- _Your goal_
In the Community Involvement Commission profile below, where did Felix Chang work before joining Artefact?

- _Excerpted passage_
The Community Involvement Commission (CIC) will ultimately be comprised of 16 equity champions who will work to ensure that our City departments are creating and implementing equitable engagement strategies that lead to more relevant and impactful public participation. They will also provide feedback on the development of City departments’ community involvement plans. All the appointments are subject to City Council confirmation.
Felix Chang is a design researcher at Artefact. He collaborates with multidisciplinary teams and coaches industry-leading clients on design thinking to create innovative, socially impactful solutions. Before Artefact, Felix worked at IBM’s new design division, where he empowered dozens of product teams and Fortune 500 organizations to gain greater empathy for their users. His research in cognitive psychology at Stanford University examined how virtual reality might help reduce social stigma. His passion for creating positive outcomes for people has led to work with education technology labs at Stanford School of Medicine and Columbia University, invited talks at international conferences including SXSW Interactive, and volunteer and program development work with single mothers and aspiring first-generation college students.
What inspired you to serve on the Community Involvement Commission?
During our final meeting, my college thesis advisor asked me, “What are you doing after school? Are you going to just have a job? Or are you going to do work that helps people?” His challenge has stayed with me. I believe that helping to advance equity and inclusion in Seattle, to unite communities and ensure their voices are heard, is the best possible use of time.
We’ve taken to calling our Community Involvement Commissioners “EQUITY CHAMPIONS!” Do you accept this superhero moniker and what does it mean to you personally?
While I definitely think capes are fun, I’m not a superhero, just a Seattleite who will work very hard to engage residents, officials, and departments from throughout the City. I believe that a city cannot truly thrive if it is inequitable – we must ensure that diverse Seattle communities have a seat at the table. That’s something I’m glad to champion.
What is your unique real-life superpower?
As a researcher who talks to people every day to learn what their lives are like, I think my real-life super power is energizing and helping people gain empathy for others. Also, eating lots of ice cream, very quickly.

- _Material shown_

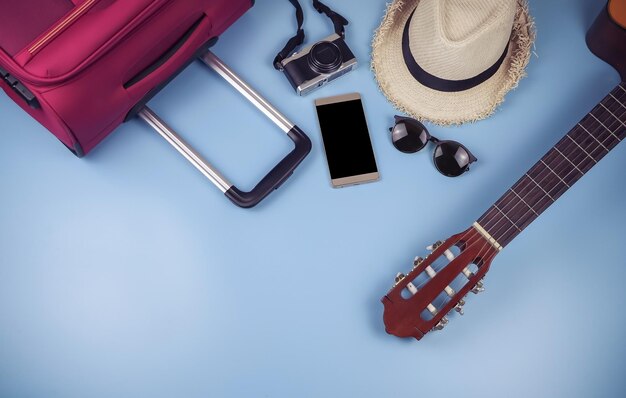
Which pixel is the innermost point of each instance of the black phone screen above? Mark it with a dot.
(346, 139)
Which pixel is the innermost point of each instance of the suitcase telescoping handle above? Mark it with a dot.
(271, 181)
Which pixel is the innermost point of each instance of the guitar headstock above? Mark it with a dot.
(438, 284)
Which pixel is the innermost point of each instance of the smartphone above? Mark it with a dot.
(347, 143)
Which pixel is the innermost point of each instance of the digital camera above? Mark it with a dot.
(319, 64)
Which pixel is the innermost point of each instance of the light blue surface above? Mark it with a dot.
(126, 274)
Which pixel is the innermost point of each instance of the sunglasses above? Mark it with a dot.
(450, 157)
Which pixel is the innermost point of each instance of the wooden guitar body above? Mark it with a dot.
(436, 287)
(607, 36)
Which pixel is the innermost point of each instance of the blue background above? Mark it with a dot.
(126, 274)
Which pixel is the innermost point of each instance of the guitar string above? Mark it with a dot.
(564, 161)
(585, 153)
(550, 171)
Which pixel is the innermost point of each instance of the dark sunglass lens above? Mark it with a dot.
(409, 137)
(451, 159)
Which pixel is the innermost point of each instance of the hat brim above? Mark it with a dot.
(446, 108)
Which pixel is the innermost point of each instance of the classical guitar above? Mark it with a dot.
(422, 300)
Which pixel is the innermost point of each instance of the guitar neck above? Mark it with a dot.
(582, 148)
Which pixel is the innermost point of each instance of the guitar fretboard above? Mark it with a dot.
(581, 149)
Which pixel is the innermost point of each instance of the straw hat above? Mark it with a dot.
(451, 61)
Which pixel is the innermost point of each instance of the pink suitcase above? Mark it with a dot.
(83, 67)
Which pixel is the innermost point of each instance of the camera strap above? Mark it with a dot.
(338, 21)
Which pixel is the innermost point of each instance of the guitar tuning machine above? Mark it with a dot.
(441, 324)
(434, 246)
(399, 277)
(479, 288)
(459, 307)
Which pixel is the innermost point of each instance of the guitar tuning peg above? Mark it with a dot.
(442, 323)
(479, 288)
(434, 246)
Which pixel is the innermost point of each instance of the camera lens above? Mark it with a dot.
(325, 57)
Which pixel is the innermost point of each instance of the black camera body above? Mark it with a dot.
(319, 64)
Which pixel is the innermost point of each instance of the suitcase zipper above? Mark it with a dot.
(54, 32)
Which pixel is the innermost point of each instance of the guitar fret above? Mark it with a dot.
(544, 191)
(587, 153)
(553, 172)
(592, 136)
(612, 114)
(526, 203)
(576, 153)
(606, 128)
(507, 217)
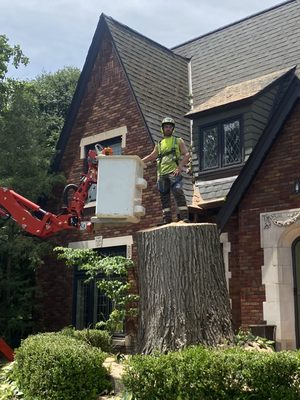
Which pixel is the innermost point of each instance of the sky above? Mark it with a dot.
(58, 33)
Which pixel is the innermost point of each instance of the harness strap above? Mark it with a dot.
(166, 153)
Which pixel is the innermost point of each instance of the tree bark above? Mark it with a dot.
(182, 287)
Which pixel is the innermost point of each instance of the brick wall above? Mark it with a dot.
(108, 104)
(271, 190)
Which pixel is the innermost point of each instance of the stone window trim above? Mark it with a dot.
(278, 231)
(100, 137)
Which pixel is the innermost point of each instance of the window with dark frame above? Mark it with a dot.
(90, 305)
(221, 144)
(114, 143)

- _Solution to this task_
IBM's new design division